▶ EXERCISE OBJECTIVE:
Pick out each of the lines below that contains the word "road", and copy those lines.

▶ Entries from a pointing dataset:
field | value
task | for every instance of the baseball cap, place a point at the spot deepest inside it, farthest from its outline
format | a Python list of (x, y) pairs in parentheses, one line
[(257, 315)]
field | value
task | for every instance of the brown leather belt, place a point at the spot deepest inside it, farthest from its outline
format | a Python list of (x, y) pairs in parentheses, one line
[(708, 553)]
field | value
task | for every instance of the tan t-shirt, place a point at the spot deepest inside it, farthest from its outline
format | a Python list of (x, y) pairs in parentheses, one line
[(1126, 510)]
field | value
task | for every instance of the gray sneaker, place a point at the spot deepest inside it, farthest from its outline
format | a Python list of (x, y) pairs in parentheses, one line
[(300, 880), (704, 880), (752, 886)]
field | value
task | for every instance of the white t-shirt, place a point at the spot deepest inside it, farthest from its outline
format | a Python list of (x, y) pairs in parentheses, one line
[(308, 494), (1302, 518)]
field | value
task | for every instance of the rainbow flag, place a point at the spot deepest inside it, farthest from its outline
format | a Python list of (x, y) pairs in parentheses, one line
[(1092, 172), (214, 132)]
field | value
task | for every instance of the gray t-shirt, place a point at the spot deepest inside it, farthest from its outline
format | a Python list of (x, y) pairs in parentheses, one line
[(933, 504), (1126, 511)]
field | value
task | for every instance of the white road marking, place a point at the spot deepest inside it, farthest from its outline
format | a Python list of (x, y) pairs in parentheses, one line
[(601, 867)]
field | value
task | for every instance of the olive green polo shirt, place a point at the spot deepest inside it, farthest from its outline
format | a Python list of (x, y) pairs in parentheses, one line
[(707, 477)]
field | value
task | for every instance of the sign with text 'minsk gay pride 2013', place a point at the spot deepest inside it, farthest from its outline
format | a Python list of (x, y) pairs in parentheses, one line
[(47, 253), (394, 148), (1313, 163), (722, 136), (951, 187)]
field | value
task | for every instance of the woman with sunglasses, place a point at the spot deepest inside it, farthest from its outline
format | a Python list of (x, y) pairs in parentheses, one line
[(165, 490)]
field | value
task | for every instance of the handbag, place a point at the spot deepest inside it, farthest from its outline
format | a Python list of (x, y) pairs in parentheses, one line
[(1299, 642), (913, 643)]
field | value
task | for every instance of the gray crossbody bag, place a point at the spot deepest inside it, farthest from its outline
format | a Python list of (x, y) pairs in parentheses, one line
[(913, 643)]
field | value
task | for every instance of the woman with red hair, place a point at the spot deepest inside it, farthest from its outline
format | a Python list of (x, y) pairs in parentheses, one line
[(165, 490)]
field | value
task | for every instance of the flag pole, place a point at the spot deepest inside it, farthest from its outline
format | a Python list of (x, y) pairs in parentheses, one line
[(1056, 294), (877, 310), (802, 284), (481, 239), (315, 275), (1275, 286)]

---

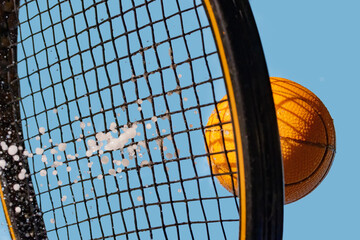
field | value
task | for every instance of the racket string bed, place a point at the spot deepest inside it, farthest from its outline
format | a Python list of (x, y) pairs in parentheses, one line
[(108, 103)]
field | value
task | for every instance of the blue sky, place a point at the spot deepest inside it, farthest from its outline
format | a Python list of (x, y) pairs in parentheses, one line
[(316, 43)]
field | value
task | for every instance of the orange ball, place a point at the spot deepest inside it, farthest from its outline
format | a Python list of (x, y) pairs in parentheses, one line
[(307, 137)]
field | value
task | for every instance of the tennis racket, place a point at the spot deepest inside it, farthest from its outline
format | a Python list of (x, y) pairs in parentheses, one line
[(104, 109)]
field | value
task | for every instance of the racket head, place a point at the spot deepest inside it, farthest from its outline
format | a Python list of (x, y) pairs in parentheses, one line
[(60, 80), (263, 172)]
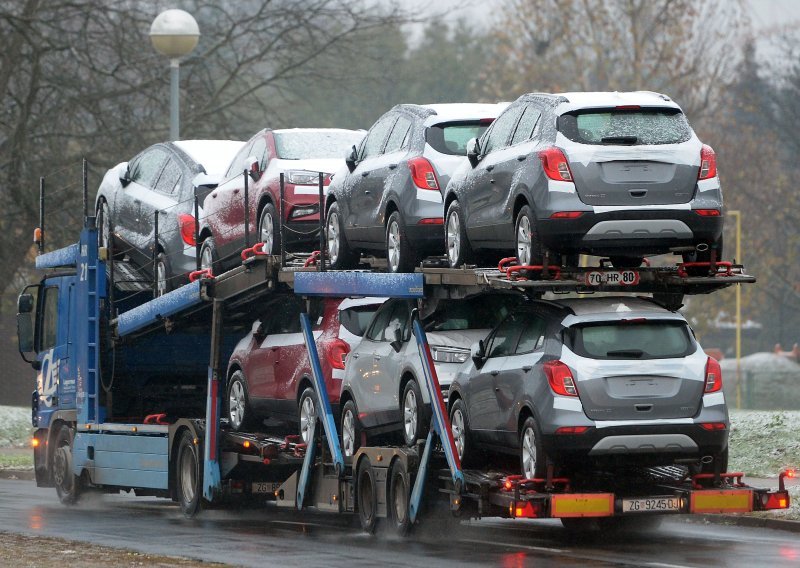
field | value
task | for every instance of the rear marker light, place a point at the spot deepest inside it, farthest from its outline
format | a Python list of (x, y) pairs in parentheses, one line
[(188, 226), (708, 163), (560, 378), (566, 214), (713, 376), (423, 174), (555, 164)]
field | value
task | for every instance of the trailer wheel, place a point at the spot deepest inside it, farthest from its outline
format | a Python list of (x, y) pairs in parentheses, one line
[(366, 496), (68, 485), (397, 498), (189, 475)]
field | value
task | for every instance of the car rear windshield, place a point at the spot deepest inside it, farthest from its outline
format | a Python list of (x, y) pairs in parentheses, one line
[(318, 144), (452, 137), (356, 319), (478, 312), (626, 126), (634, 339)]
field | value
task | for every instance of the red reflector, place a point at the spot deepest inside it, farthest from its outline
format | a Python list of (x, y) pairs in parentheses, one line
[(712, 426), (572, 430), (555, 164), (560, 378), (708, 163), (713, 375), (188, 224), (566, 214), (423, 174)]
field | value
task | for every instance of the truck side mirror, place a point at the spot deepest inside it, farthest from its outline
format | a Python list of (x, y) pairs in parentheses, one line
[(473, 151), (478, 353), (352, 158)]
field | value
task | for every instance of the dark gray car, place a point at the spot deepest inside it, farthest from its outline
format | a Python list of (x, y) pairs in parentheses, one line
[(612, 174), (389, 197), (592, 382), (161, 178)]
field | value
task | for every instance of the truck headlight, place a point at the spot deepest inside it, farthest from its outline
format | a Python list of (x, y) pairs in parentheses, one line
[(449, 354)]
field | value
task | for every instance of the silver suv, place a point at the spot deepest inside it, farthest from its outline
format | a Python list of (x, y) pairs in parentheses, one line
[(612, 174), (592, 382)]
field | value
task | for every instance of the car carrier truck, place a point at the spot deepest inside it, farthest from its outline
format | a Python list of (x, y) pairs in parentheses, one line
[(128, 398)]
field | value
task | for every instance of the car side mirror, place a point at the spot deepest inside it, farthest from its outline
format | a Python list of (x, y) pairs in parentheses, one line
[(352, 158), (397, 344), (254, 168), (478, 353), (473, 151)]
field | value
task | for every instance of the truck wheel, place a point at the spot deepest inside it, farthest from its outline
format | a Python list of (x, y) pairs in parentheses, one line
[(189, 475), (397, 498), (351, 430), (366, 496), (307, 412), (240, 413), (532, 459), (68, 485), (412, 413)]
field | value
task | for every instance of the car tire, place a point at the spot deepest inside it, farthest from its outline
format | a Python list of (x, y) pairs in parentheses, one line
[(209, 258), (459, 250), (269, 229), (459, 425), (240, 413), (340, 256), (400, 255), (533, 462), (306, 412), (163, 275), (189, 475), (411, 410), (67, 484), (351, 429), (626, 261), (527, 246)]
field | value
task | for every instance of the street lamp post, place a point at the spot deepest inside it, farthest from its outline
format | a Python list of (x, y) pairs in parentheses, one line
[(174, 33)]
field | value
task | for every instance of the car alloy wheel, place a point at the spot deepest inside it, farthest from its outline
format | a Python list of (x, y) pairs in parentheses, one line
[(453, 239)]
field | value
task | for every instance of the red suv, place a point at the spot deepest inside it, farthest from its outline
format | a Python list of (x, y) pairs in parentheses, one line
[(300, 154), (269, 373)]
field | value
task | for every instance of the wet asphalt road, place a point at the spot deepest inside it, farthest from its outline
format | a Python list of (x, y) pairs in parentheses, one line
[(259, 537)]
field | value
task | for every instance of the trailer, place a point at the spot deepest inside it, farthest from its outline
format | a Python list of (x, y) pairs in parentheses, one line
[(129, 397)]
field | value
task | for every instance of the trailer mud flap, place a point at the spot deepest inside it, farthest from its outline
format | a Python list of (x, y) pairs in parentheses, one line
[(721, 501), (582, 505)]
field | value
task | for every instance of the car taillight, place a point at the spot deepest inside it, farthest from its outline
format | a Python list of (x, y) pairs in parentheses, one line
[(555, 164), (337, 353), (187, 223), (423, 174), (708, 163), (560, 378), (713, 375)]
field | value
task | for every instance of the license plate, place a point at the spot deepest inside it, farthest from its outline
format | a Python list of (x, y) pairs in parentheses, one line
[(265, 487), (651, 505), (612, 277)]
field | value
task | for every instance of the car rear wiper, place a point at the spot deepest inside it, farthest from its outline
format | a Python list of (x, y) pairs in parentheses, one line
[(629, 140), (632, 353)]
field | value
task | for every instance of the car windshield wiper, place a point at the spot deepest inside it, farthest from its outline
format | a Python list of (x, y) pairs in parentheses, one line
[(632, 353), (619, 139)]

▶ FULL RESPONSE:
task | for every instance of the white road marking, place a point at the spot deepest inside it, farthest from its outline
task | for every instance of the wet asphalt road, place a point at the spot deepest inside it, farthest from its outline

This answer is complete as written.